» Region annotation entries
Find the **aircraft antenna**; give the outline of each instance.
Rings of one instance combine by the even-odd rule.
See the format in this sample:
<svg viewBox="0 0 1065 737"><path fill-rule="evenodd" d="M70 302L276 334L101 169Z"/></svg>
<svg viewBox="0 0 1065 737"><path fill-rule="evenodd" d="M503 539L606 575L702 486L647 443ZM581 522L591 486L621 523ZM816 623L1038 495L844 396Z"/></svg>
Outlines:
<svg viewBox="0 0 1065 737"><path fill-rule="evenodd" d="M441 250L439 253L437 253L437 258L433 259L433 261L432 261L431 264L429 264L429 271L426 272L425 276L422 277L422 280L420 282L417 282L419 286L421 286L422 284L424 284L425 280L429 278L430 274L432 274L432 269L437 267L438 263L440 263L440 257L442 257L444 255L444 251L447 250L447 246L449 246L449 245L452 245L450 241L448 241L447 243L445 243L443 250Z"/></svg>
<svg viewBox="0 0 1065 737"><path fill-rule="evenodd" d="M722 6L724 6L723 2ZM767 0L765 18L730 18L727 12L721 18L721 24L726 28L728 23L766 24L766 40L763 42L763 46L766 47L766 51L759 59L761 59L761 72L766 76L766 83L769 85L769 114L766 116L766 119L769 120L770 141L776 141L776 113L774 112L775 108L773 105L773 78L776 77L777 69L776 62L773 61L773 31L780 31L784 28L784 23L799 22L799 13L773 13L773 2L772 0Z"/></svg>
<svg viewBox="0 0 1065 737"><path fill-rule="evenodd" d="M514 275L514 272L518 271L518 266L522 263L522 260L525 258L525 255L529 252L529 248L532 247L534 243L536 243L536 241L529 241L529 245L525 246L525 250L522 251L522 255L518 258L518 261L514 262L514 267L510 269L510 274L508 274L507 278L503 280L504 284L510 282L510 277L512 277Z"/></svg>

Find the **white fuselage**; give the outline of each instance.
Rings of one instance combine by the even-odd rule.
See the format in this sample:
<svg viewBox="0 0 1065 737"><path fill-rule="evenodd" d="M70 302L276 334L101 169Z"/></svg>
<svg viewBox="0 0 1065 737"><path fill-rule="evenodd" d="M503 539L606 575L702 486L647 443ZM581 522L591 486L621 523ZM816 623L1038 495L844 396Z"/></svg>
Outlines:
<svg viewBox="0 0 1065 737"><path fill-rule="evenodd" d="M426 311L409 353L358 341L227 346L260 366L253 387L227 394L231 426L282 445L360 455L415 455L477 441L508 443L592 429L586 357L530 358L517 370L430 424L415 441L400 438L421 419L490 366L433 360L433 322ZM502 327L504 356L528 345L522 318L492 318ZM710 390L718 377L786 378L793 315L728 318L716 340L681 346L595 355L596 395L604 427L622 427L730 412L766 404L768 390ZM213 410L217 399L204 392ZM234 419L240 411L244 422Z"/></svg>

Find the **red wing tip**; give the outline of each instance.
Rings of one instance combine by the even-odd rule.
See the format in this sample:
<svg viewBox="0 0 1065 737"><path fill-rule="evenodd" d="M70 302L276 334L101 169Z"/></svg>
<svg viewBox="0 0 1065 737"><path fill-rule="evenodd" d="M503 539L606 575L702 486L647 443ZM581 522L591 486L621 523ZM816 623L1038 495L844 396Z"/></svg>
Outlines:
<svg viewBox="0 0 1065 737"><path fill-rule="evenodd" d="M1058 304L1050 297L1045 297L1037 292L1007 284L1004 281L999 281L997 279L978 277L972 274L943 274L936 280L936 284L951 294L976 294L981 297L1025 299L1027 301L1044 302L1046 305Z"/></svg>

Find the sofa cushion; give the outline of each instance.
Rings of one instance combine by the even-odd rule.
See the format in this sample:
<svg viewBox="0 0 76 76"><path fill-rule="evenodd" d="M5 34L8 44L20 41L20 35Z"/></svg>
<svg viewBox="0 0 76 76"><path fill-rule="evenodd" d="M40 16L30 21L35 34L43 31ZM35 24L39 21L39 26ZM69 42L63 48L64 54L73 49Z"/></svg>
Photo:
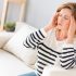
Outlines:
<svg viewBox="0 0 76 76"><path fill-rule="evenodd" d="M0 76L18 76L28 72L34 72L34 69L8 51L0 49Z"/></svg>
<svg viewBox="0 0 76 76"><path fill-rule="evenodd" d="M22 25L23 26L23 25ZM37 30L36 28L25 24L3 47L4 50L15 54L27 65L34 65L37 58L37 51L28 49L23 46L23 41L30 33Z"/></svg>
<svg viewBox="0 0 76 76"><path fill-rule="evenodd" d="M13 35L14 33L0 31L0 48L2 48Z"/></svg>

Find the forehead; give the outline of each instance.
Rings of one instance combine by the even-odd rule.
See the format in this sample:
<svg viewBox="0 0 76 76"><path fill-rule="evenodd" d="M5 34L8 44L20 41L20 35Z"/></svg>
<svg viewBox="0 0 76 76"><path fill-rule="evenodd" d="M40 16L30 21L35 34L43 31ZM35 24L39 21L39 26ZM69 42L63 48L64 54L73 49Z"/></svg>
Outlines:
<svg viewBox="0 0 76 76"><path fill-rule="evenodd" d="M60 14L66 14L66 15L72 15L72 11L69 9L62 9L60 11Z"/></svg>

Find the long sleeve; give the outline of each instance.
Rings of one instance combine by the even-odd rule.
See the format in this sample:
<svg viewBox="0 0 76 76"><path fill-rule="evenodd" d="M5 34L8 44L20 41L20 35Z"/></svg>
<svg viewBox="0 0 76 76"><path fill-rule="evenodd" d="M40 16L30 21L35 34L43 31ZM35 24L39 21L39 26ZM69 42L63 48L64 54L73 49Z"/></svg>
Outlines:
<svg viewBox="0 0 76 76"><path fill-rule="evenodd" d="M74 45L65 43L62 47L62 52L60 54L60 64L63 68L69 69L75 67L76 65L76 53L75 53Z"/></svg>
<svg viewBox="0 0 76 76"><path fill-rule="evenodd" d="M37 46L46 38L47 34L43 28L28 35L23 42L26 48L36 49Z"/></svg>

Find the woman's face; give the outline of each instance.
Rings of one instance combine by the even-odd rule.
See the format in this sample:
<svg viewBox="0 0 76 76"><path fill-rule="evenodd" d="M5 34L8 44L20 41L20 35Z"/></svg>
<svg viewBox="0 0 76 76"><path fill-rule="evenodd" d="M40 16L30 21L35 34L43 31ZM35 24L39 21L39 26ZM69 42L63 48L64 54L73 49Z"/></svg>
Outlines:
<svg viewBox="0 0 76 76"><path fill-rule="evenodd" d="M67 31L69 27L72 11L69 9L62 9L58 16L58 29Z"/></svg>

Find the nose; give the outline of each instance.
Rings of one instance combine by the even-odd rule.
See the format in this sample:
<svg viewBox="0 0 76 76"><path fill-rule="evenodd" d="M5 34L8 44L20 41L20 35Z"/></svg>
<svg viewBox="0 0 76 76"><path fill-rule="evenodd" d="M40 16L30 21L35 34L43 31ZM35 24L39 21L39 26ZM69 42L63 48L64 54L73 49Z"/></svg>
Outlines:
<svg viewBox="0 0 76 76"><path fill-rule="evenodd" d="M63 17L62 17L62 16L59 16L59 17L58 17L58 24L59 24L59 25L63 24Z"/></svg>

==

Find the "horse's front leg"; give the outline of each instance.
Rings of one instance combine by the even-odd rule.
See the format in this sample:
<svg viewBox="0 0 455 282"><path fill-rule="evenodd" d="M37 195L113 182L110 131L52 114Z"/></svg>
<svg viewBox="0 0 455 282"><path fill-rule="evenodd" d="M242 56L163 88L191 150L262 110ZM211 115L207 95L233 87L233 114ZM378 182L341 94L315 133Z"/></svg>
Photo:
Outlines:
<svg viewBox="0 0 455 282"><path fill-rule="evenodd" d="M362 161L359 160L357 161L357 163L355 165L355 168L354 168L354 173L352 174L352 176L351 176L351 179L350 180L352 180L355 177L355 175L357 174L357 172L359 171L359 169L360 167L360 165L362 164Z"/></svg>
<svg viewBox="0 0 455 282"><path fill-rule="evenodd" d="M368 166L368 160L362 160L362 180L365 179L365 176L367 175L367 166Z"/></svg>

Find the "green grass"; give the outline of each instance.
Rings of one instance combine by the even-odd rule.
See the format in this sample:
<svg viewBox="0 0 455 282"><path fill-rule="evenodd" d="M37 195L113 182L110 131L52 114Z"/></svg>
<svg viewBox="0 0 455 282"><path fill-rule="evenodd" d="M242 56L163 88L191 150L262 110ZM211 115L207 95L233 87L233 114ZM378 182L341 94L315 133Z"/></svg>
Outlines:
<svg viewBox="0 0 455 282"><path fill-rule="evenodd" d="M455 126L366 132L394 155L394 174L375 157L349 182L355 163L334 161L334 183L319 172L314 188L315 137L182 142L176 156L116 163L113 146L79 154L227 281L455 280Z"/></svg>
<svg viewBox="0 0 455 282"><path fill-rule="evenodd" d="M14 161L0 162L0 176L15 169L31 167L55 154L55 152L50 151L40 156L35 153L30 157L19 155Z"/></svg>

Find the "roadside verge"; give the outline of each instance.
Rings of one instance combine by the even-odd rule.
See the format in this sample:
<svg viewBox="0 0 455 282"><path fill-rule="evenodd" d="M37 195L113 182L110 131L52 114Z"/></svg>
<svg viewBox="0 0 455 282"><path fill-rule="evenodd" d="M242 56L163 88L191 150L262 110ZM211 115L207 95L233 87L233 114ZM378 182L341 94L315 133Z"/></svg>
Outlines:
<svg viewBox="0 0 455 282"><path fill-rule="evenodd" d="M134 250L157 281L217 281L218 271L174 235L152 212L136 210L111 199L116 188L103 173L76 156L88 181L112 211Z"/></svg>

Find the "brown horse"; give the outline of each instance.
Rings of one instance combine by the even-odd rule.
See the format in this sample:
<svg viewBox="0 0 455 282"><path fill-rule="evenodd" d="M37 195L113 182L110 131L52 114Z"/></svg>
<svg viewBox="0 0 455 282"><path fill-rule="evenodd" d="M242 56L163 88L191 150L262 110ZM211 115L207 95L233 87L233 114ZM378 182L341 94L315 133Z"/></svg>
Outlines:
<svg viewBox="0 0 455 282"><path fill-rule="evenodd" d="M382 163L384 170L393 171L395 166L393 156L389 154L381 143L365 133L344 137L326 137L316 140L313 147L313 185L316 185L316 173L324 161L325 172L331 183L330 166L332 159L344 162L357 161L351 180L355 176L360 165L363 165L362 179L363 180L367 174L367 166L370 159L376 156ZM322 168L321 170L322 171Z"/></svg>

» REQUIRED TASK
Select each line of the data above that includes the word "horse", and copy those lines in full.

» CORRECT OUTPUT
Find the "horse's front leg"; give the outline of each instance.
Find the "brown horse"; give the outline of each instance.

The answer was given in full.